▶ **Short task A**
In the text on sweet potato in Africa, how many children under five in sub-Saharan Africa are at risk of vitamin A deficiency?

▶ **Text**
□ □ □

In Africa, the number of stunted children is on the rise. Children are not getting enough of what they need to be healthy -- vital nutrients such as vitamin A. In sub-Saharan Africa, more than 43 million children under five are at risk of vitamin A deficiency (VAD), a condition that can result in blindness, developmental delays, and even death.

The solution? An orange revolution

One strategy for addressing the complex issue of malnutrition and vitamin A deficiency, in particular, is biofortification, which involves using conventional cross-breeding to develop more nutrient-rich varieties of crops like OFSP.

OFSP is the first biofortified crop in sub-Saharan Africa to contain high amounts of beta-carotene, which the body converts into much-needed vitamin A. This year's World Food Prize was awarded to four of the scientists who helped develop it.

Since biofortification often involves breeding micronutrients into staple crops -- which households are already growing and consuming -- it is a promising and potentially cost-effective way to reduce VAD and other micronutrient deficiencies. In Tanzania, sweet potato is customarily eaten in the morning with tea. A simple switch to OFSP can enhance the daily nutritional health of even resource-poor households.

But, until recently, the orange varieties of sweet potato we see in North America were not grown in Tanzania. White and yellow sweet potato varieties were -- and continue to be -- more common. Starchy and dry, these are the sweet potatoes that Africans are used to.

Breeding efforts, therefore, focused on developing a sweet potato high in beta carotene (and therefore bright orange) but with the texture and taste that most Africans prefer. With this done, the key challenge is helping more African farmers learn about, grow, and eat vitamin-A-rich OFSP.

Getting cooking with OFSP

In Tanzania, with funding from the Bill & Melinda Gates Foundation, Farm Radio worked with Radio Maria to develop Kilimo Chetu (Our Farmer), a weekly radio program on OFSP. First broadcast on Radio Maria in 2013, the program quickly became a popular program nationwide, serving more than 800,000 listeners across the country.

□ □ □

▶ **Short task B**
Recast the rows below as a JSON list of strings, one string per line. Start at the first line of the rows, continue through the line containing "point(124, 284)", leave out blank lines, and omit the picture.

▶ **Items from a dataset**
□ □ □

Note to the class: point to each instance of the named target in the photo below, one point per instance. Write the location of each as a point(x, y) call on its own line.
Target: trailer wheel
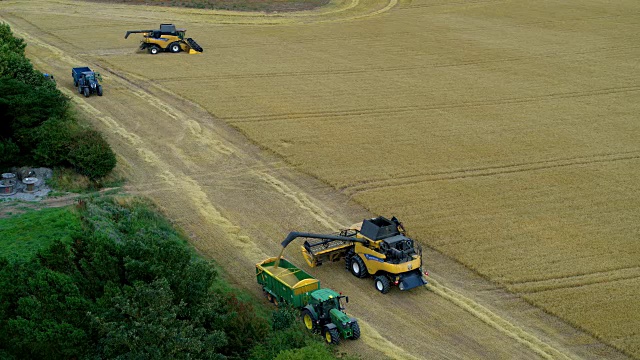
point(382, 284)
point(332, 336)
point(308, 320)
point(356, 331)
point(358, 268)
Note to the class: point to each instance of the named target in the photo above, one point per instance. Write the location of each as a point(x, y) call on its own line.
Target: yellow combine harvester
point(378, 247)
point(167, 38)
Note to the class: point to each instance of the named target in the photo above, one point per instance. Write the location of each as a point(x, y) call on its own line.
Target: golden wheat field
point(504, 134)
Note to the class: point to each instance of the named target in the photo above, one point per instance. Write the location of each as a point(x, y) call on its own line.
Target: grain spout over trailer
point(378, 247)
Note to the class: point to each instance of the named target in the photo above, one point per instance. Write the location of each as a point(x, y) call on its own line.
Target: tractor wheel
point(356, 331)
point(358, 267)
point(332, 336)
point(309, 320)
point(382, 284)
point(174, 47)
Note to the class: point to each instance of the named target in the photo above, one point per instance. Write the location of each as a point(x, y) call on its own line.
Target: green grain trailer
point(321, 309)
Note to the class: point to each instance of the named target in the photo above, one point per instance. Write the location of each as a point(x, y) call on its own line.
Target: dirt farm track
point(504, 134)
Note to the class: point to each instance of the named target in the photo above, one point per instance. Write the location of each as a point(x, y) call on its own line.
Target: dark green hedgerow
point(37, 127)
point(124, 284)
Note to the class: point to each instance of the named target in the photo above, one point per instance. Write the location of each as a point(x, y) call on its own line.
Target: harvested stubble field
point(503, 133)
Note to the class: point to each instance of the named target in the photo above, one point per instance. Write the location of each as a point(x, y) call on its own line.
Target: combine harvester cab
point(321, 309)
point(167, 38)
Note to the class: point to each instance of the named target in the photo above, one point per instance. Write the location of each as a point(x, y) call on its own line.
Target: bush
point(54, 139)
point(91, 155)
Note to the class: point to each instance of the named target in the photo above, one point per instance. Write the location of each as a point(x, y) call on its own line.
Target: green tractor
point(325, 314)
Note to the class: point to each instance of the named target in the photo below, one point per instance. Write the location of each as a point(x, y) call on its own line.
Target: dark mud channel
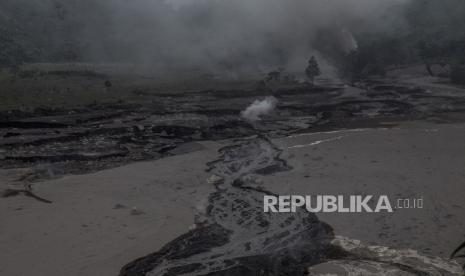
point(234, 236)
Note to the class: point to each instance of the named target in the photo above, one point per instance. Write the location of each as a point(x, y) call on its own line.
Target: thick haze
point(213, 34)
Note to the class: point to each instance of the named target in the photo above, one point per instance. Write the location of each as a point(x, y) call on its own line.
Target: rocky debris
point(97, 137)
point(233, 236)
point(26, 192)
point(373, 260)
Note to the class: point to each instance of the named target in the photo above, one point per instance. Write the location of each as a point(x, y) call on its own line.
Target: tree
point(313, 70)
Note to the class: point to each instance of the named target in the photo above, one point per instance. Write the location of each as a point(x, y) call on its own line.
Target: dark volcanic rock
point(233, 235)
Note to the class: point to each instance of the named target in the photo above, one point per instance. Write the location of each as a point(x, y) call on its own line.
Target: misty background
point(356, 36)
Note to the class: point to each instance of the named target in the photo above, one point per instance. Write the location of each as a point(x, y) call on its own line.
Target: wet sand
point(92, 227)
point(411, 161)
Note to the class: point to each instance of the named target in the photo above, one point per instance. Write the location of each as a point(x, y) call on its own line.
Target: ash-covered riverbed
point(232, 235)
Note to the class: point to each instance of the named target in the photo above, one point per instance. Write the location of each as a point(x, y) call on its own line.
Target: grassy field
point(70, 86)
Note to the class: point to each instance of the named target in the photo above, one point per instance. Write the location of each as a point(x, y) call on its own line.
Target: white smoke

□ □ □

▶ **Correct answer A**
More than 43 million.

▶ **Correct answer B**
[
  "Note to the class: point to each instance of the named target in the photo below, one point per instance. Write the location of each as a point(x, y) call on its own line.",
  "Target: trailer wheel",
  "point(382, 284)",
  "point(332, 336)",
  "point(308, 320)",
  "point(356, 331)",
  "point(358, 268)",
  "Note to the class: point to each instance of the named target in the photo above, one point per instance. Write the location of each as a point(x, y) call on its own line.",
  "Target: yellow combine harvester",
  "point(378, 247)",
  "point(167, 38)",
  "Note to the class: point to each instance of the named target in the photo above, one point per instance. Write the location of each as a point(x, y) call on its own line.",
  "Target: golden wheat field",
  "point(504, 134)",
  "Note to the class: point to each instance of the named target in the photo above, one point per instance. Write the location of each as a point(x, y) call on its own line.",
  "Target: grain spout over trailer",
  "point(378, 247)",
  "Note to the class: point to each instance of the named target in the photo above, one point per instance. Write the location of each as a point(x, y) call on its own line.",
  "Target: tractor wheel",
  "point(356, 331)",
  "point(358, 267)",
  "point(332, 336)",
  "point(309, 320)",
  "point(382, 284)",
  "point(174, 47)",
  "Note to the class: point to each instance of the named target in the photo above, one point per instance. Write the location of each as a point(x, y) call on its own line.",
  "Target: green grain trailer",
  "point(321, 309)",
  "Note to the class: point to each instance of the named target in the photo above, one point per instance. Write the location of each as a point(x, y) call on its own line.",
  "Target: dirt farm track",
  "point(504, 134)",
  "Note to the class: point to each instance of the named target in the photo above, one point per instance. Write the location of each as a point(x, y) call on its own line.",
  "Target: dark green hedgerow",
  "point(37, 127)",
  "point(124, 284)"
]